§ OBJECTIVE
Answer these questions using the wind power agreement article below.
1. How many years does the power purchase agreement between Norsk Hydro and the Green Investment Group last?
2. How many turbines will the Överturingen wind farm have, and what is the capacity of each?
3. What is the name of the wind farm on which the Green Investment Group announced financial close in November 2017?

Norwegian aluminium company Norsk Hydro has signed a long-term Power Purchase Agreement (PPA) with the Green Investment Group. With a duration of 29 years, this is the world’s longest wind power purchase agreement.
The Green Investment Group (GIG) has put forward €270 million to develop the 235 MW project in the Swedish town of Överturingen. It will own 100% of the project equity. The wind farm will consist of 56 Siemens Gamesa turbines, each with a capacity of 4.2 MW.
This project shows how Green Investment Group successfully uses a new investment model: developing new wind power projects together with companies who want to buy the project’s entire energy output directly. Green Investment Group now has a total of 1.5 GW of PPA-backed renewable energy projects across Europe, the US and Australia.
The wind farm is expected to be completed by December 2019. From then, it will provide Norsk Hydro’s aluminium plants in Norway with an annual baseload of 0.3 terawatt hours (TWh) between 2021 and 2031 and 0.55 TWh between 2031 and 2050.
It is the second Swedish onshore wind farm to be backed by Green Investment Group within 12 months. In November 2017, Green Investment Group announced financial close on the 650 MW Markbygden Ett wind farm.

§ STORED RECORDS
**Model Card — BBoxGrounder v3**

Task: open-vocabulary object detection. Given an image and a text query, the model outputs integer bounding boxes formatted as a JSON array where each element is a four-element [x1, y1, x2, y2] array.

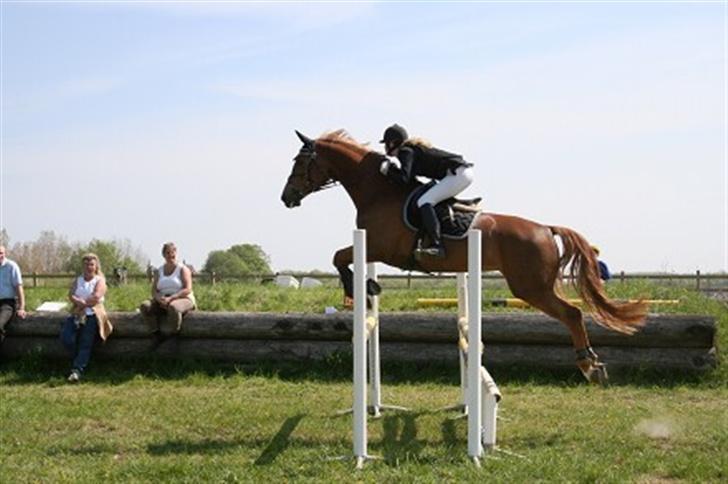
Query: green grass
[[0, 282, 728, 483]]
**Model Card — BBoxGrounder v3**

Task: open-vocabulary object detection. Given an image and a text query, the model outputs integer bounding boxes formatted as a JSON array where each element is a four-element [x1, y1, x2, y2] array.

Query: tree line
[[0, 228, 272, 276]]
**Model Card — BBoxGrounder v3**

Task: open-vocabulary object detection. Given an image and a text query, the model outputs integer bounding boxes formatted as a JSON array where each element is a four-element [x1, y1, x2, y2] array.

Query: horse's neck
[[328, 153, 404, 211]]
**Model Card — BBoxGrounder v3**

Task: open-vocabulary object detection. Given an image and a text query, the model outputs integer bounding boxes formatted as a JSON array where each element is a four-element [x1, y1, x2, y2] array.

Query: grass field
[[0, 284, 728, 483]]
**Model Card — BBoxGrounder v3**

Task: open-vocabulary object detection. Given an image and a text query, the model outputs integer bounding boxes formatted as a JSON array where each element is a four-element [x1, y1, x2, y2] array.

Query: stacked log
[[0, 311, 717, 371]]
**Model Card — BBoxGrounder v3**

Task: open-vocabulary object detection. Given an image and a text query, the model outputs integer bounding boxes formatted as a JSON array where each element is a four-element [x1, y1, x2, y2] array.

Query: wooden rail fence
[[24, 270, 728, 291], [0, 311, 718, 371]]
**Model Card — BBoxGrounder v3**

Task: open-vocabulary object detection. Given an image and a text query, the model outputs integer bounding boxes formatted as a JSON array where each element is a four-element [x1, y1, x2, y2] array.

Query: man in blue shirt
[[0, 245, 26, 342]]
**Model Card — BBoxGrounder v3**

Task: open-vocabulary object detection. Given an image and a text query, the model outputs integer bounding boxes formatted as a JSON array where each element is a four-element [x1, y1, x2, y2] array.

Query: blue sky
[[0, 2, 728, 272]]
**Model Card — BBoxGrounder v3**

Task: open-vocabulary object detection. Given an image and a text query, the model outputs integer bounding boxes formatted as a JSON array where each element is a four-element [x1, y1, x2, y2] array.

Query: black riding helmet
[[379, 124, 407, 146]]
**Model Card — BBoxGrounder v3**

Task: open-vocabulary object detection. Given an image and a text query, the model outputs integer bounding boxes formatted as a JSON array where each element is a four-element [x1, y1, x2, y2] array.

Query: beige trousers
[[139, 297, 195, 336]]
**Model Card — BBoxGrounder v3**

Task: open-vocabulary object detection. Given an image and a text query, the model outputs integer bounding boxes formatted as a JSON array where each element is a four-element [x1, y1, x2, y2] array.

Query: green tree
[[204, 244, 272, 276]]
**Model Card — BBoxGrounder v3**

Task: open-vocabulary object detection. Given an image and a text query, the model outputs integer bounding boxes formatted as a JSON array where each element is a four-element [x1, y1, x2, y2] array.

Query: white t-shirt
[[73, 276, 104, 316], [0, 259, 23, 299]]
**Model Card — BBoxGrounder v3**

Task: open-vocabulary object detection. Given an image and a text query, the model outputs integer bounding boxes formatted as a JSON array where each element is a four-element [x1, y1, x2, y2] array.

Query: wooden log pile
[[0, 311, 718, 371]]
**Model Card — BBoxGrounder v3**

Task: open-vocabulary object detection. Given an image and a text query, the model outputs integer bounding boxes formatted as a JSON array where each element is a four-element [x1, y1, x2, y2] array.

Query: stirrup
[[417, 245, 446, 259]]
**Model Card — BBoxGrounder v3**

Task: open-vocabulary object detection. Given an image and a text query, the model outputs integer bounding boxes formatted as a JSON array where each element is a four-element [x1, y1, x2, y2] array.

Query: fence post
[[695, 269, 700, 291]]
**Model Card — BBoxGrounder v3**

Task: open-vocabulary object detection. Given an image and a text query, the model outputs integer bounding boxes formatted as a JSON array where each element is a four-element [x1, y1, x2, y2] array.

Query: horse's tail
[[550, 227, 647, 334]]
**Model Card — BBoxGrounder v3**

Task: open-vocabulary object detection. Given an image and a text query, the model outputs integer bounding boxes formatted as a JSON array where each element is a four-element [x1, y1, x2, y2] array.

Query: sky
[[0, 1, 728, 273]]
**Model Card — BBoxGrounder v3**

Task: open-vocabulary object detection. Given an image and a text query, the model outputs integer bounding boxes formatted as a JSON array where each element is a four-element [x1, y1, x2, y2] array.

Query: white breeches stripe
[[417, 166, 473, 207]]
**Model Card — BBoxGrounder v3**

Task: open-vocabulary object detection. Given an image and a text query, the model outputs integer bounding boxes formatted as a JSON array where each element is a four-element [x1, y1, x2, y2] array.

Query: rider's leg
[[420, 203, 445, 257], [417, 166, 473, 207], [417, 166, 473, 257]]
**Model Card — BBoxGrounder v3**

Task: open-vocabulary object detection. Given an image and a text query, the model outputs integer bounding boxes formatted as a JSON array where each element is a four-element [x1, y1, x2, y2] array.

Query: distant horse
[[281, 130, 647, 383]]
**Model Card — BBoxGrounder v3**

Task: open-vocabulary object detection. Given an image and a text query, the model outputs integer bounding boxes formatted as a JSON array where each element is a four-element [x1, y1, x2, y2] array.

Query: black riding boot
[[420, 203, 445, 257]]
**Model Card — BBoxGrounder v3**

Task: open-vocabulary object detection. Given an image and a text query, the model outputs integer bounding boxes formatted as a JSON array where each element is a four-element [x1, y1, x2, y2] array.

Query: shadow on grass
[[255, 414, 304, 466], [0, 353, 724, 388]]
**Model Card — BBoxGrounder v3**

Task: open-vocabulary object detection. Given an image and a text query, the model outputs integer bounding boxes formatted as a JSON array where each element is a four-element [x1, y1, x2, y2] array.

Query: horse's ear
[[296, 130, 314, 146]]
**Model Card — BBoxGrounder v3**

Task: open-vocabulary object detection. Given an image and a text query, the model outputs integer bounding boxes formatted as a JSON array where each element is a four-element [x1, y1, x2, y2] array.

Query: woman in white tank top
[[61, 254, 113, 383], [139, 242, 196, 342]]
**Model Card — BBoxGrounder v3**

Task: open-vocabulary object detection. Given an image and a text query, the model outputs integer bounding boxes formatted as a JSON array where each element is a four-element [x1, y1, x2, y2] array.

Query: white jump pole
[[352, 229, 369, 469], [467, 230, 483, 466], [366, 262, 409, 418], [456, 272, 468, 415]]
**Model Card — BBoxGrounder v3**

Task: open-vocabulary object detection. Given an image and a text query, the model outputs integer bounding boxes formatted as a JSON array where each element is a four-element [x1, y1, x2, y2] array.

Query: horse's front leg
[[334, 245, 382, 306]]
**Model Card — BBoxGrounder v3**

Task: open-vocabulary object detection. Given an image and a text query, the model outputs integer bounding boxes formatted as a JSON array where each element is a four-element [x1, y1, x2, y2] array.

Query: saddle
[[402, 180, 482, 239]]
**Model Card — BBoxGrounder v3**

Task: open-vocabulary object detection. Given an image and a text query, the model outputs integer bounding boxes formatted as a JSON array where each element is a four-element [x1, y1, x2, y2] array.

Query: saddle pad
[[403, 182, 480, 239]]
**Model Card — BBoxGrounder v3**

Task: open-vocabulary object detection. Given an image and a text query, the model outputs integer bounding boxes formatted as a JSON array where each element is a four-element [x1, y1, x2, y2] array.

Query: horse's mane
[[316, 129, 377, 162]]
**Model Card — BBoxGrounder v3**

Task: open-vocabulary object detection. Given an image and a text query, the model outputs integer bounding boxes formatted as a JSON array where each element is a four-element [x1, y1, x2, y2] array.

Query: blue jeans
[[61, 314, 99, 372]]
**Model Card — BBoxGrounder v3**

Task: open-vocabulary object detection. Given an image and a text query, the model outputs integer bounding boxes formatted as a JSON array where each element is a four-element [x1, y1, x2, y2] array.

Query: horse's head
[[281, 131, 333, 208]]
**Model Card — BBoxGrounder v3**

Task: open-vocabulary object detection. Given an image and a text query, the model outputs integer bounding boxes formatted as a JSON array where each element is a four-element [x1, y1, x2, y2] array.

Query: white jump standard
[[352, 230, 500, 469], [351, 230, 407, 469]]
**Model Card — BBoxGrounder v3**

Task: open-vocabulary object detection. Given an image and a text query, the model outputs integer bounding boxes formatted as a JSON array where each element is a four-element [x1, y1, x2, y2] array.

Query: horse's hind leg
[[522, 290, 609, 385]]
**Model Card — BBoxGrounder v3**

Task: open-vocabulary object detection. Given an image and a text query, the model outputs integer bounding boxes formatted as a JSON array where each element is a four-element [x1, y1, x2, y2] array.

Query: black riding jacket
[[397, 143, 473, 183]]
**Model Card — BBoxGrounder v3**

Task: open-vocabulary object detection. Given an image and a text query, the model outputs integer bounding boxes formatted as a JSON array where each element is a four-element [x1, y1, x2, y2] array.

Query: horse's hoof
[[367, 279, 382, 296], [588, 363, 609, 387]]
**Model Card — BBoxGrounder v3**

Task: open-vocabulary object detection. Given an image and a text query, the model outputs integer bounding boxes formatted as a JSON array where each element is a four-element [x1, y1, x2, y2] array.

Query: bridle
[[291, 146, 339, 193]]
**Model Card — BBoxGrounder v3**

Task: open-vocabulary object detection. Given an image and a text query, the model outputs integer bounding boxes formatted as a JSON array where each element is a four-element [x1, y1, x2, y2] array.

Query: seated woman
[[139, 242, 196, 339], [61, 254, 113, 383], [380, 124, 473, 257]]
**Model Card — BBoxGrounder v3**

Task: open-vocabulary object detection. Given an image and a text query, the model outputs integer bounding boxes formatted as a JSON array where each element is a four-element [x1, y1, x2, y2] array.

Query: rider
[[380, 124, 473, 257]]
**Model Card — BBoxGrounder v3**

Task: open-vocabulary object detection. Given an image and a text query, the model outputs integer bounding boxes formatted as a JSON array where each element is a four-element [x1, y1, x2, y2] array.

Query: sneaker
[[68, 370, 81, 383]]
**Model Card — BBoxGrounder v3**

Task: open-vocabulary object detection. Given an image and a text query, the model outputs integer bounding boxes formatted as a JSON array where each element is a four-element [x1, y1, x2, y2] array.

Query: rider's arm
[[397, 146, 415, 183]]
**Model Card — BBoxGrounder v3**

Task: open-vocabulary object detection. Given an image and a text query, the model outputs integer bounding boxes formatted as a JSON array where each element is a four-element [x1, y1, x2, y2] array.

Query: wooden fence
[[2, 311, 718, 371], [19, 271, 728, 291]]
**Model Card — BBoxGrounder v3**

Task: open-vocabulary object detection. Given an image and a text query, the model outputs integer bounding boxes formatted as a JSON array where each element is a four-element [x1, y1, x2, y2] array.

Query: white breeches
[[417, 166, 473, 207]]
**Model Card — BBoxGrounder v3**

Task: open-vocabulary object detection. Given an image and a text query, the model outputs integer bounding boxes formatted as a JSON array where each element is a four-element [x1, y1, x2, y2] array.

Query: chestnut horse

§ WRITTEN ANSWER
1. 29 years.
2. 56 Siemens Gamesa turbines, each with a capacity of 4.2 MW.
3. Markbygden Ett.